§ Excerpt to read

::::::::

Turkish Ambassador to Japan
- In office 27 April 2012 – 16 April 2014
- Preceded by: Abdurrahman Bilgiç
- Succeeded by: Ahmet Bülent Meriç

Secretary-General of National Security Council
- In office 5 February 2010 – 17 April 2012
- Preceded by: Tahsin Burcuoğlu
- Succeeded by: Muammer Türker

Turkish Ambassador to Lebanon
- In office 28 March 2008 – 1 April 2010
- Preceded by: İrfan Acar
- Succeeded by: Süleyman İnan Özyıldız

Personal details
- Born: 28 March 1958 (age 68) Samsun, Turkey
- Spouse: Sinem Kılıç
- Children: 3
- Alma mater: TED Ankara College Ankara University
- Profession: Diplomat

= Serdar Kılıç =

Turkish diplomat and ambassador of Turkey to United States

Serdar Kılıç (born 28 March 1958) is a Turkish diplomat and the former ambassador of Turkey to United States. Kılıç previously served as the ambassador to Lebanon from 2008 to 2010 and the ambassador to Japan from 2012 to 2014.

== Biography ==
Kılıç was born in a city in north-central Turkey on the Black Sea called Samsun, March 28, 1958. He graduated from TED Ankara College and earned a bachelor's degree in political science from Ankara University.

In 1977, he started his professional career at the Turkish Ministry of Tourism and Culture. He then worked in the private sector as director of a construction company, Ekşioğlu Holding, from 1982. He worked at Turkey's Ministry of Foreign Affairs in 1984 and held various positions. His first assignment was to the Eastern Europe and Asia Department. In 1987, he was appointed Third Secretary at the Turkish Embassy in Kuwait. This represented his first assignment abroad. In 1989, he took up his first post in the US as Deputy Consul General in LA. He returned to his homeland in 1992 as second secretary and later as first secretary in the Gulf and Muslim Countries Division of the Ministry.

From 2006 to 2008 he was the head of NATO relations in the ministry. Kılıç was the ambassador of Turkey to Lebanon from 2008 to 2010. He served as the Secretary-General of Turkish National Security Council from 2010 to 2012. Kılıç served as the ambassador of Turkey to Japan from 2012 to 2014. He then served as the ambassador of Turkey to United States from April 2014 to March 2021.

In December 2021, it was announced that Kılıç would be Turkey's special envoy for the normalization of relations with Armenia.

== Personal life ==
Kılıç speaks fluent English. He is married to Zeliha Sinem Kılıç, with whom he has 3 children. His father (İlyas Kılıç) was a CHP member of parliament from Samsun. Kılıç is also a relative of AKP member of parliament from Samsun and former Minister of Youth and Sports Çağatay Kılıç.

::::::::

§ Material provided
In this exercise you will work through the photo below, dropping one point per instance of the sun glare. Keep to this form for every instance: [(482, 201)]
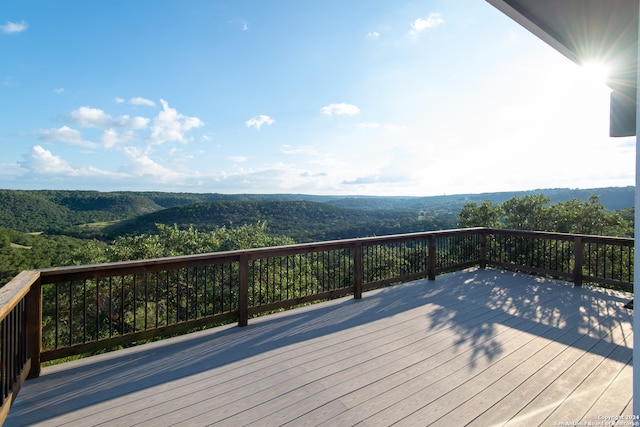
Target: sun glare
[(596, 72)]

::::::::

§ Things to do
a: Do these statements agree with the text about Serdar Kılıç? (i) He earned a bachelor's degree in political science from Ankara University. (ii) His first assignment abroad was at the Turkish Embassy in Kuwait. (iii) He served as ambassador of Turkey to the United States until March 2020. For each, answer yes or no and quote the deciding words of the text.
b: How would the text about Serdar Kılıç read from "Turkish diplomat and ambassador" up to and including "ambassador to Japan from 2012 to 2014." if you switch "Lebanon" to "Jordan"?

§ Answer section
a:
(i) Yes: "earned a bachelor's degree in political science from Ankara University"
(ii) Yes: "In 1987, he was appointed Third Secretary at the Turkish Embassy in Kuwait. This represented his first assignment abroad."
(iii) No: "from April 2014 to March 2021"

b:
Turkish diplomat and ambassador of Turkey to United States

Serdar Kılıç (born 28 March 1958) is a Turkish diplomat and the former ambassador of Turkey to United States. Kılıç previously served as the ambassador to Jordan from 2008 to 2010 and the ambassador to Japan from 2012 to 2014.